▶ Aufgabenstellung
Gib jede Zeile der folgenden Einträge zurück, in der die Zeichenfolge „line“ vorkommt. Dabei zählt die Groß- und Kleinschreibung.

▶ Datensatzinhalt
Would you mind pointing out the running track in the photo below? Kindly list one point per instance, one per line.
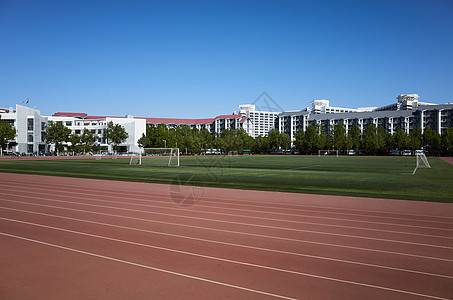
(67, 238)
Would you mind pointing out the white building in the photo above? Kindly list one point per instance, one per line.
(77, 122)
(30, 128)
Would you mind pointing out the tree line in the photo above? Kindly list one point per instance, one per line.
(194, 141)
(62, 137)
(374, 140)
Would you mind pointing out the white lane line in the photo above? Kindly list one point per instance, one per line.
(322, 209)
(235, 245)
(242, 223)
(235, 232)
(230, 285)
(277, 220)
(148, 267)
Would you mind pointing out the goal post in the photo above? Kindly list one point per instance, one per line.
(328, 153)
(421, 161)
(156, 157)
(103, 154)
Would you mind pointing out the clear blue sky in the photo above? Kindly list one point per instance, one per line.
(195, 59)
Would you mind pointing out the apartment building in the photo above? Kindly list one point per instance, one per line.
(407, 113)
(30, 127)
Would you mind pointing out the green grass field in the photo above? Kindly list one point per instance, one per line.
--
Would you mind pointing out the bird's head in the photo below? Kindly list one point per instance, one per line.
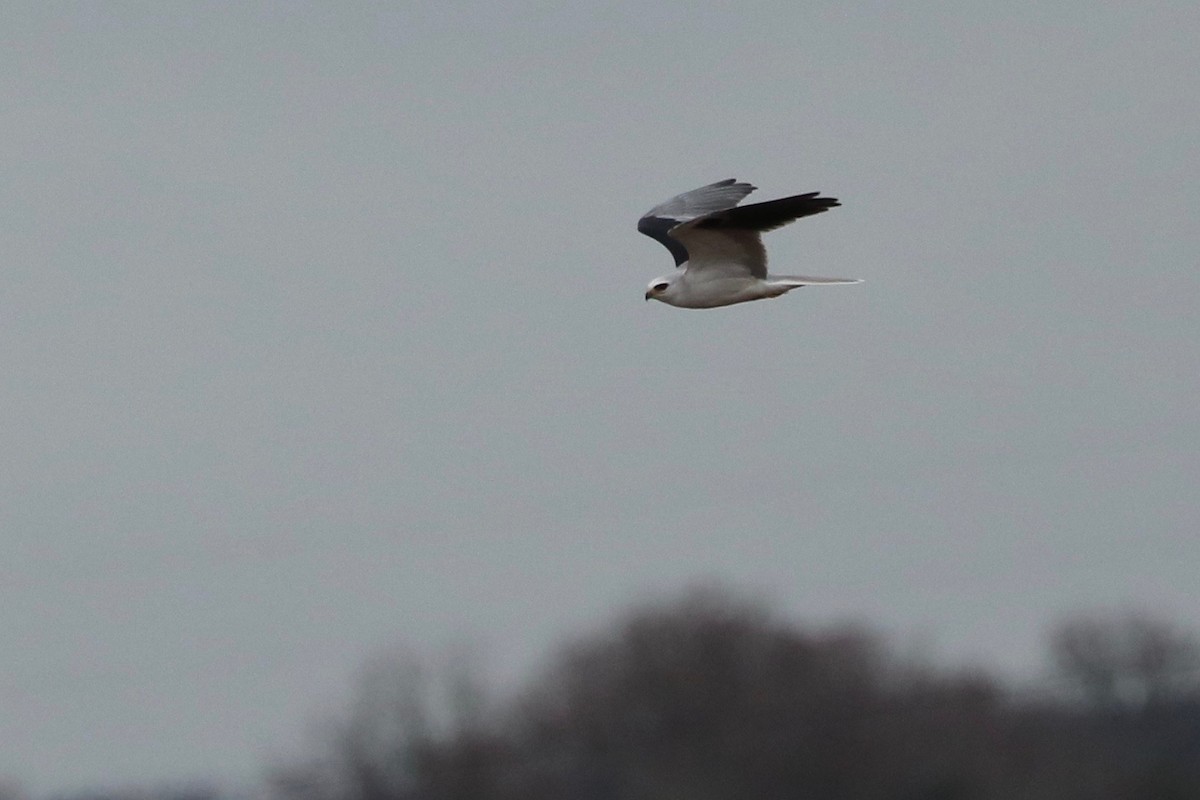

▶ Vollständige Ausgabe
Would you mind pointing out the running track in the photo below? Kindly list one point per instance, one per line.
Would you mind pointing out the white building in the photo above? Kindly list one point per instance, one per line.
Would you mind pointing out the tree line in the photo above? Kindly list one point per instance, one per line.
Would you mind pointing out the white lane line in the photo above? Kindly list one point per instance, one per line.
Would you mind pointing out the goal post in the photo above? Kindly list one point per instance, one per line.
Would you mind pointing out the clear blue sky in the photo above? Kindly list one point per instance, one per line.
Would you mind pointing out the apartment building in the photo above? Kindly list one point per instance, one per line.
Would you mind pointing out the green grass field in the photo above? Kindly list one point per instance, one per line.
Would you mind pointing out the bird's head in the photo below? Kindly list one point per instance, one per line.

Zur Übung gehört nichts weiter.